→ **EXERCISE**: Below are several entries. Transcribe exactly those lines that fall from the one with "target | open mouth" through the one with "target | shaggy white dog", end lines included.

Start of RECORD EXTRACTS

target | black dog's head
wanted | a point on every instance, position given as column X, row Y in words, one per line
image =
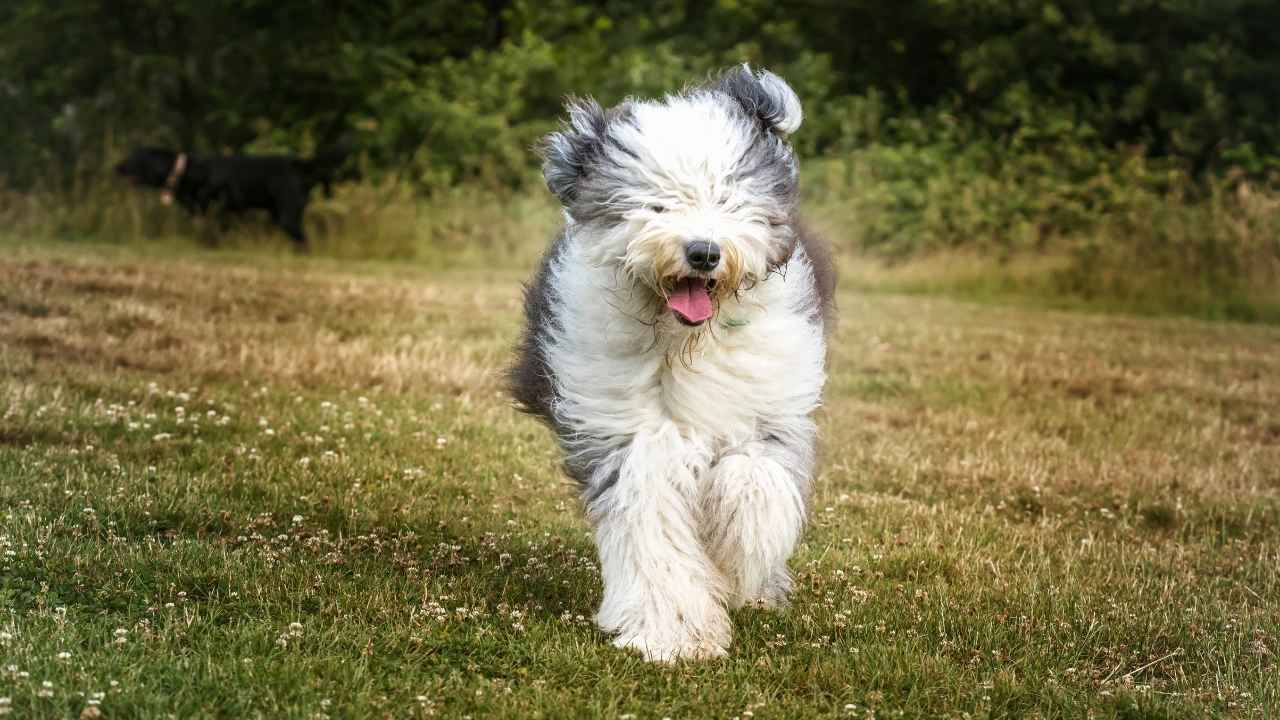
column 147, row 165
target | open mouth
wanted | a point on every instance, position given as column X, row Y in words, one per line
column 690, row 300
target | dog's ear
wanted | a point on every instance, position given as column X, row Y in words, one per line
column 763, row 95
column 568, row 154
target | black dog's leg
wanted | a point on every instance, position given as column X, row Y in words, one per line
column 288, row 217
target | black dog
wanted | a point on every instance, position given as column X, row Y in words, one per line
column 236, row 183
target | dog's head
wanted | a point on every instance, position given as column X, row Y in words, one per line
column 147, row 165
column 691, row 196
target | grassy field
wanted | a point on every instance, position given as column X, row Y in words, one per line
column 236, row 484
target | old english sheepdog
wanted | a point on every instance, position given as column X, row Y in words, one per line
column 676, row 345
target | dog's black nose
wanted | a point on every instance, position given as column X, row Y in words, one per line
column 702, row 254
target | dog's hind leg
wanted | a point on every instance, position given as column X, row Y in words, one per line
column 663, row 596
column 288, row 217
column 754, row 510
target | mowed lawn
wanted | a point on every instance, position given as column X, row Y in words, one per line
column 238, row 486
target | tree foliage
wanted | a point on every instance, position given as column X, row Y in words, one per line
column 457, row 90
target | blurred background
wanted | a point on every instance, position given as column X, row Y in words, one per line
column 1109, row 153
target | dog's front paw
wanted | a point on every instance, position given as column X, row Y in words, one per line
column 670, row 651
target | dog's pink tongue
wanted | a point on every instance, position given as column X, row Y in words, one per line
column 691, row 300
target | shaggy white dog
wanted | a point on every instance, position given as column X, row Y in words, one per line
column 676, row 345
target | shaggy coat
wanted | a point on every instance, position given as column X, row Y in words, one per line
column 676, row 345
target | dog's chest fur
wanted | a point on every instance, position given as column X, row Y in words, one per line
column 758, row 363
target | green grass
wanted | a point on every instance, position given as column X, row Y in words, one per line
column 243, row 484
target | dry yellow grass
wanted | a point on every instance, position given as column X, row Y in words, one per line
column 1019, row 513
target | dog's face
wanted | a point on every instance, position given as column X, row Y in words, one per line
column 147, row 165
column 691, row 196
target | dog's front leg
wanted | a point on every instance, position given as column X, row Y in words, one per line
column 662, row 593
column 754, row 513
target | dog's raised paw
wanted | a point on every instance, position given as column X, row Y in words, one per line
column 670, row 652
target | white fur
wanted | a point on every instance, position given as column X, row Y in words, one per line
column 711, row 442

End of RECORD EXTRACTS

→ **EXERCISE OUTPUT**:
target | open mouth
wanted | a point on every instance, position given as column X, row Y in words, one per line
column 690, row 300
target | dog's ear
wanted | a point on every instance, position given as column X, row Y in words, one per line
column 763, row 95
column 568, row 154
target | black dog's leg
wanted | a point on every instance, position given as column X, row Y in words, one per line
column 288, row 217
target | black dog
wanted | a point on every instance, position given as column X, row Y in words, one per line
column 236, row 183
target | dog's head
wanted | a point on every instance, position given as column X, row Y in words, one per line
column 147, row 165
column 691, row 196
target | grassy field
wanted | a point on every instance, position given as column X, row Y in words, one per line
column 236, row 484
target | old english sheepdog
wanted | a point on every instance, position given as column X, row Y in words, one per line
column 676, row 345
target | dog's black nose
wanted | a point on every instance, position given as column X, row Y in words, one per line
column 702, row 254
target | dog's hind leg
wanted | a point on every instance, position given as column X, row Y in words, one per line
column 663, row 596
column 288, row 217
column 754, row 510
target | mowed lawn
wanted | a point on every instance, position given as column X, row Y in words, one per line
column 238, row 486
target | tree foliage
wanted | a point on every instance, position given as column X, row Y in words, one per line
column 457, row 90
target | blurred background
wanted | a point on every instance, position given as column X, row Y in words, one per line
column 1109, row 153
target | dog's front paw
wanted | a point on every instance, position given as column X, row Y in words, one per line
column 670, row 651
target | dog's pink tongue
wanted | a point on every instance, position given as column X, row Y in words, one per line
column 691, row 300
target | shaggy white dog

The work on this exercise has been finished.